═══ Excerpted text ═══

LPHP: We’re seeing chips with multiple power islands, voltages, processors, modes of operation and hundreds of millions of transistors. How does this affect signoff?
Aitken: The complexity is highlighting a couple of things that were hidden before. Signoff has always included a number of assumptions about how the silicon behaves relative to the models. Static timing analysis makes approximations that simplifies the tools’ understanding of what’s going on. As we add more stuff, a couple things happen. One is that the errors inherent in these assumptions are becoming better known and more obvious. Second, the general pressure to improve power or performance means we have to push harder on margins, and that means understanding those margins. There’s a need to find out where the margins are, and push them a little bit. There’s also the observation that when you start switching device types, such as changing bulk devices to finFETs, you realize you don’t fully understand those margins.
Rafiq: As we move down in technology nodes from 65 to 40 to 28nm, and then to 20/16nm finFETs, it’s all about whether you have a product you can sell that is built at the right node for the required application. We are certainly challenged with design complexities such as more modes of operation, variations of low power implementation techniques such as multi-vt, clock gating, multi-supply voltage, power shut off, dynamic and frequency scaling, multi-GHz speed targets requiring innovative clock tree implementation techniques and not fully understood process variations. All of this ultimately is tied to yield and therefore added signoff margins are needed to overcome the uncertainties or unknowns. Yield is how many good chips you can get of a given wafer. Margin is relative and can be somewhat tied to binning in regards to speed and power. You put in more margin, you spend more time. You put in less margin, you spend less time. It’s the implementation time and time to market that becomes a major factor for engineering tradeoffs. And the more sigmas you target, the more time is spent. You can somewhat compare it to the capacitive charging curve. You’re charging the first 65% with 1 RC constant. With 3 RC constants you get to 95%, which is essentially 2 sigma. And then you spend significant amount of time, i.e., 5 RC to get from 95% to 99+%. It’s important to keep time-to-market in perspective. You can decide how much yield you can afford weighed against time-to-market and that is the engineering and marketing trade-off in regards to sign off margins. The tradeoff objective is to get rid of the overly pessimistic margin against extra implementation effort. There is extra time in characterizing the libraries for extreme corners. We also know how much pain there is in modeling. So the bottom line is it’s important to figure out what your goal is, how much time you have, and how much you want to spend on that last +0.25% of the yield with respect to time to market.
Aitken: But you don’t really know what the sigma is, especially for 28nm and below.

═══ Source data ═══

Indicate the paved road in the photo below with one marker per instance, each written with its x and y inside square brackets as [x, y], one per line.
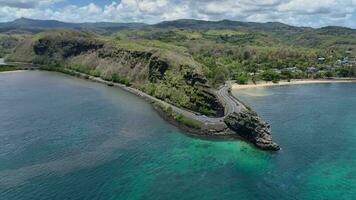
[230, 103]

═══

• Set problem 1
In the chip signoff discussion, how many RC constants does it take for the charging curve to reach 95%?
• Set problem 2
Echo everything in the chip signoff discussion from "LPHP: We’re seeing" down to "this affect signoff?".
• Set problem 3
Carry on the chip signoff discussion past its last line.

• Task result 1
Three RC constants.

• Task result 2
LPHP: We’re seeing chips with multiple power islands, voltages, processors, modes of operation and hundreds of millions of transistors. How does this affect signoff?

• Task result 3
Molina: This is all true, but for every customer I talk with they all have their own secret sauce for how they come up with OCV margin values, or how they account for process variation, temperature, tool error, and other things. What we can do as a vendor is try to address the time-to-market aspect of this. If you had an infinite amount of time, you could design anything the way you want and make it perfect. But customers are under a lot of market pressure to get their designs out as quickly as possible. Because of that, they have to make compromises and they have to be pessimistic in order to speed things up. With hundreds of millions of transistors, everyone is just trying to get through design closure in a reasonable amount of time.

LPHP: Have the tools kept up?
Hoogenstryd: From an EDA vendor perspective, of course we’d always say we’re keeping up. Our customers would say we’re not keeping up fast enough. It’s a continual race on their side. They’re expected to do more stuff in less time, so we focus on the fundamentals of performance and capacity and take advantage of the latest hardware, as well as coming up with other approaches to solve additional problems. The other challenge we face, particularly with advanced nodes, is we’re being asked by the foundries to experiment along with them. The challenge there is always trying to figure out where is the right place to make the investment because you need to have a return. What looks like a first-order effect may turn into a third- or fourth-order effect as the process matures. As EDA vendors, we have to figure out how we work with the foundries on the right things that will pay off. An example of this is DPT (double patterning technology) as regards to STA (static timing analysis). There was a thought we were going to have to model this inside of STA with a multi-valued extraction. As 20nm matured, it became clear that a more practical solution was to margin that behavior. As a result, you didn’t impact the throughput in the tool chain with more sophisticated models.
Robertson: You talked about complexity from a design and a manufacturing perspective. There are two issues here. First, can we address that complexity? And second, can we address that complexity with existing paradigms. If you look at the last 10 years of electrical signoff, that’s certainly much more than just timing. Timing alone wasn’t enough, so we did signal integrity and power analysis, and now there’s discussion about electromigration. In certain cases, we’re trying to address double patterning and smart corners with existing paradigms. With others, current density and electromigration issues will not be supported by timing, signal integrity and existing power solutions. We’ll have to create new ones. We are reacting to it.
Molina: What we’re hearing is that customers don’t want the extra margin for some of these effects because they’re already getting killed with OCV margin values. They want a solution that represents what’s happening in the silicon, not something that makes it easy for us vendors to provide a result. That doesn’t give them the performance they need. The challenge for the EDA industry is to provide accurate results without compromising performance.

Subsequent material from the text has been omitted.